◆ Material for this exercise
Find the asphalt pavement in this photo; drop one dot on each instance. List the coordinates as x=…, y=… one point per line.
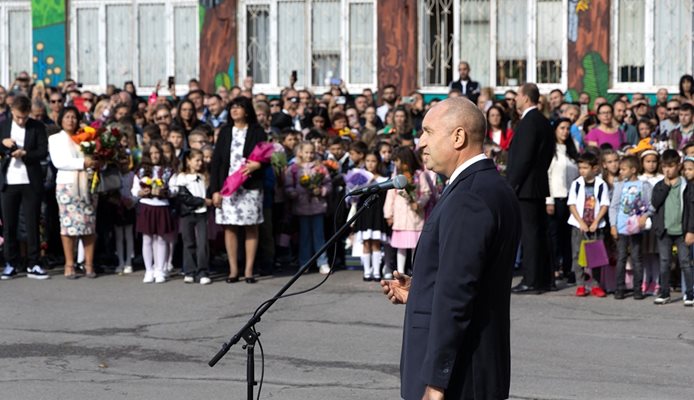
x=117, y=338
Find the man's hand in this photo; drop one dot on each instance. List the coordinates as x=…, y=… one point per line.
x=398, y=289
x=9, y=143
x=432, y=393
x=19, y=153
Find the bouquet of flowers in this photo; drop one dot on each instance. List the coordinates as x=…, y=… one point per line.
x=332, y=166
x=103, y=145
x=312, y=178
x=262, y=153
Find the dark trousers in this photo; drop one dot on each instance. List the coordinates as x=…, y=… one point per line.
x=13, y=197
x=560, y=237
x=665, y=251
x=195, y=252
x=536, y=265
x=629, y=245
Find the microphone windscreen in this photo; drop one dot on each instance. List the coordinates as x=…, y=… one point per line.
x=399, y=182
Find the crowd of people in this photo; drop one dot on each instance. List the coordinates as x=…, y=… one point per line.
x=188, y=184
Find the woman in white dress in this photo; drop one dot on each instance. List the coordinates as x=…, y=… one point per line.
x=244, y=208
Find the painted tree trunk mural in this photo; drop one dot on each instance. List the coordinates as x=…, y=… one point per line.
x=218, y=45
x=397, y=44
x=589, y=48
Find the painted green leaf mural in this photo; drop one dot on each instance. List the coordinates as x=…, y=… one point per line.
x=596, y=77
x=47, y=12
x=222, y=79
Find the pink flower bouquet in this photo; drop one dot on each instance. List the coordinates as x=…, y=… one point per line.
x=262, y=153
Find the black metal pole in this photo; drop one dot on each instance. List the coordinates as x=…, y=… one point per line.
x=256, y=318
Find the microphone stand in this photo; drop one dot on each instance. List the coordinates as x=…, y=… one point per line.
x=248, y=332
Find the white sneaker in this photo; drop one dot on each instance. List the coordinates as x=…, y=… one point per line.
x=36, y=272
x=324, y=269
x=149, y=277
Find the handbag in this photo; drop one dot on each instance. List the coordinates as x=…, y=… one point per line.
x=592, y=253
x=109, y=180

◆ Work instruction
Only the lines from the one holding "Find the microphone stand" to the end of the entries above belong in the answer, each copied exactly.

◆ Response
Find the microphone stand in this photo; drop one dot on each instance. List the coordinates as x=…, y=… one point per line.
x=248, y=332
Find the white sneaker in this photo; drop one dot on each instance. List the coordinates as x=…, y=… one point per line.
x=36, y=272
x=324, y=269
x=149, y=277
Find the handbag in this photo; drop one dot on each instance. List the coordinates as x=…, y=… one point per line.
x=592, y=253
x=109, y=180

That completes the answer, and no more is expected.